■ Exercise directions ■
Copy every line of the material below word for word, leaving the pictures out of your answer.
++++ Material supplied ++++
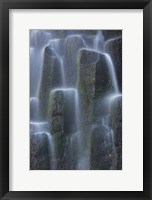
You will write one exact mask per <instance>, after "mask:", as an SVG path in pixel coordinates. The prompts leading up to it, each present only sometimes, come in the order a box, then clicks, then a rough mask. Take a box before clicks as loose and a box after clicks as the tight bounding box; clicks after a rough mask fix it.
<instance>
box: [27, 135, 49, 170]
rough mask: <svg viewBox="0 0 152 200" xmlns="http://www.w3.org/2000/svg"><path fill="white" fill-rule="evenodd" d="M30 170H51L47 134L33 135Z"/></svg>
mask: <svg viewBox="0 0 152 200" xmlns="http://www.w3.org/2000/svg"><path fill="white" fill-rule="evenodd" d="M30 169H31V170H48V169H50V164H49V152H48V138H47V135H46V134H45V133H44V134H31V136H30Z"/></svg>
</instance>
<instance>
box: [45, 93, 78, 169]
++++
■ Problem solution ■
You will write one exact mask per <instance>, after "mask:", as an SVG path in pixel coordinates. The prompts leading up to it, each present only sometimes, come in the order a box, then clicks, then a rough mask. Take a box before clicks as loose and a box after clicks as the tight bounding box; clicks after a rough mask fix it.
<instance>
box: [27, 135, 49, 170]
rough mask: <svg viewBox="0 0 152 200" xmlns="http://www.w3.org/2000/svg"><path fill="white" fill-rule="evenodd" d="M30 170H51L47 134L33 135Z"/></svg>
mask: <svg viewBox="0 0 152 200" xmlns="http://www.w3.org/2000/svg"><path fill="white" fill-rule="evenodd" d="M30 169H31V170H48V169H50V164H49V152H48V138H47V135H46V134H45V133H44V134H31V136H30Z"/></svg>
</instance>
<instance>
box: [45, 93, 78, 169]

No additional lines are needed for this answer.